Goal of the exercise
Please count the lines below that contain the string "head" and reply with only that number.

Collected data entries

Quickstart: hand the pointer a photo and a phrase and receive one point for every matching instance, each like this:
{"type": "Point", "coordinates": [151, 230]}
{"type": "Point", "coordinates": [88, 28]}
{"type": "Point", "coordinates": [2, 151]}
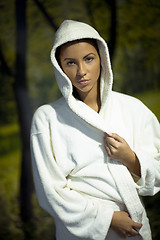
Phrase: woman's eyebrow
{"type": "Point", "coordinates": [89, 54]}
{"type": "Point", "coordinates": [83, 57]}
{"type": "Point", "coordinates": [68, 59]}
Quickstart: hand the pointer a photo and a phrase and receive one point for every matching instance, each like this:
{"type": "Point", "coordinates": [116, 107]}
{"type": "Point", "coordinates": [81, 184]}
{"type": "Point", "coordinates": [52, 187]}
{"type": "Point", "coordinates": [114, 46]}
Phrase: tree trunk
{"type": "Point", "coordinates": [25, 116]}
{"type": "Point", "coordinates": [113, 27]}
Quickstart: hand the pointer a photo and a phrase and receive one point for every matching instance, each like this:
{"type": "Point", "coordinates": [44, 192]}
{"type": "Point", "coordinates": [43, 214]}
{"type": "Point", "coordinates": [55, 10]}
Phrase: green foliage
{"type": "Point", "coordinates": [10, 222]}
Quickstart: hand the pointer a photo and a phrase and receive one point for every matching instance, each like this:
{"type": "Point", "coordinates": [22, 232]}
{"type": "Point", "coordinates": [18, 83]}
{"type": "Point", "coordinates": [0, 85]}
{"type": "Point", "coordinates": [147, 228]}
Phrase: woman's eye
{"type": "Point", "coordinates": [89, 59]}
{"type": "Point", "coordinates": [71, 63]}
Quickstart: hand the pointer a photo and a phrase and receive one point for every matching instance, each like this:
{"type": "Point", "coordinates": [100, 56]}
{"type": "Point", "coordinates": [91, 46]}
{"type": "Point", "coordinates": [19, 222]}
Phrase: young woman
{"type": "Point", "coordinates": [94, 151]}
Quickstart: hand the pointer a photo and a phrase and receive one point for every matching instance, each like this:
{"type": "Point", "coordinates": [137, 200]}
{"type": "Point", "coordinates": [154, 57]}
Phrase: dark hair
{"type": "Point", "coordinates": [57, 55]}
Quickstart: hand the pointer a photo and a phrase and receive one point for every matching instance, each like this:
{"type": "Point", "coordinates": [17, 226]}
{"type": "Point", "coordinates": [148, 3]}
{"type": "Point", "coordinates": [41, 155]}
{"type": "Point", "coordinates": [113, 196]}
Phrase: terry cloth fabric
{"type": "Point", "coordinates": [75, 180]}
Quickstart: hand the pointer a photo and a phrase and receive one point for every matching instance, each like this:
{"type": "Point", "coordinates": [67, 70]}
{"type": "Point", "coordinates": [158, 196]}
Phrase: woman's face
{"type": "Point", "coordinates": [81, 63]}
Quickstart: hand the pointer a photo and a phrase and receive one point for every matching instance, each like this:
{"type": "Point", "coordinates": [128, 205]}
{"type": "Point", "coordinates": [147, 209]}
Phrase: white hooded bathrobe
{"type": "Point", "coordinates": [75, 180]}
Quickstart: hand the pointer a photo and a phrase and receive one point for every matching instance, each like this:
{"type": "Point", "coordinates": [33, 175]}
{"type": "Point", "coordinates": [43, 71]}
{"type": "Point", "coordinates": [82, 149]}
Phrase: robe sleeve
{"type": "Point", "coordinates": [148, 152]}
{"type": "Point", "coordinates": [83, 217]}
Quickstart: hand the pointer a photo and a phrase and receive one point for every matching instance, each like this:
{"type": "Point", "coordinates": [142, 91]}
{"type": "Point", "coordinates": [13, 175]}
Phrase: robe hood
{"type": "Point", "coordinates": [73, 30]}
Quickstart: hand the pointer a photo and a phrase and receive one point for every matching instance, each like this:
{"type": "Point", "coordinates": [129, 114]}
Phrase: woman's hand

...

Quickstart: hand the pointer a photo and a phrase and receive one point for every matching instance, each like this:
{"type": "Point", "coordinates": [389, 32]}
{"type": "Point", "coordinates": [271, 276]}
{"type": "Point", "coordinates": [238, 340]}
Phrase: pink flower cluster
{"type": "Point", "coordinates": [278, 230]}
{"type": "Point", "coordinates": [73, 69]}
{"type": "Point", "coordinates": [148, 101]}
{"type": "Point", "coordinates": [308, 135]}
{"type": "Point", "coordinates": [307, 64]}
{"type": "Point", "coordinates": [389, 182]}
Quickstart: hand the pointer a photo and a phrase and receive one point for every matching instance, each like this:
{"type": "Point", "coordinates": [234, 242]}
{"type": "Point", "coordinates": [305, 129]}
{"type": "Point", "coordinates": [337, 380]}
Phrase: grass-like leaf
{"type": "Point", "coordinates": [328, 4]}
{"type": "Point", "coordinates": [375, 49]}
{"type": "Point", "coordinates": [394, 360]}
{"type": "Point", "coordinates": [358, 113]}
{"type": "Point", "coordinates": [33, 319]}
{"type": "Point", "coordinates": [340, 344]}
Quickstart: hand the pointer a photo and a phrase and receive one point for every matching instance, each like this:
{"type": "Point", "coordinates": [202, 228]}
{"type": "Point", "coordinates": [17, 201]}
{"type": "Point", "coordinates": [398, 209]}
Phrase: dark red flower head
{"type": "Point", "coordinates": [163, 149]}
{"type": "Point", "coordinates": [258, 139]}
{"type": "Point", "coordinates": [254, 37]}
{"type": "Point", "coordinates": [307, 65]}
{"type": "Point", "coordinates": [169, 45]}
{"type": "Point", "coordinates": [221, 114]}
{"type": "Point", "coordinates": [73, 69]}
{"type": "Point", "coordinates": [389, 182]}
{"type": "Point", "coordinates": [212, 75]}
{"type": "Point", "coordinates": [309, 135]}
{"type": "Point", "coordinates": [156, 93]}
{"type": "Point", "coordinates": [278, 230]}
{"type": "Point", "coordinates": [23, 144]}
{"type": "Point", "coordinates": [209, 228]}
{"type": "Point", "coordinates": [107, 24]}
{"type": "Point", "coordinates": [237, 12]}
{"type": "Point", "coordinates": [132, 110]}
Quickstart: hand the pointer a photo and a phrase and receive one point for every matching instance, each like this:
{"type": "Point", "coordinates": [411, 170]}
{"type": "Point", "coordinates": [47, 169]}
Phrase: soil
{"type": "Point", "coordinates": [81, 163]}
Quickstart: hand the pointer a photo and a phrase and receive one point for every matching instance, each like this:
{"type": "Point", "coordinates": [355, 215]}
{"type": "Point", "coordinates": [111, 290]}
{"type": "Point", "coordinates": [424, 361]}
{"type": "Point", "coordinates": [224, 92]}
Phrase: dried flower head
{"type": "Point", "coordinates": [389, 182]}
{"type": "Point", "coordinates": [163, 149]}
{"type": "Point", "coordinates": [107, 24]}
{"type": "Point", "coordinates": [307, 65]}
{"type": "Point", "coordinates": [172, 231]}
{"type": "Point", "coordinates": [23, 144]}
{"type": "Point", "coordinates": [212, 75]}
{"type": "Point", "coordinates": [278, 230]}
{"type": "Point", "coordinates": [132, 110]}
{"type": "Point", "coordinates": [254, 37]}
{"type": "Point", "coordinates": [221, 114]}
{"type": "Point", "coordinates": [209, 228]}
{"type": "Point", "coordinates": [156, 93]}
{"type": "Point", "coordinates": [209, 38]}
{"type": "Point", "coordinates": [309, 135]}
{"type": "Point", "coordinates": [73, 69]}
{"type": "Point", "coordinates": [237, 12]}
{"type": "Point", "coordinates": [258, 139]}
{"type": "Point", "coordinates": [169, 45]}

Output for this exercise
2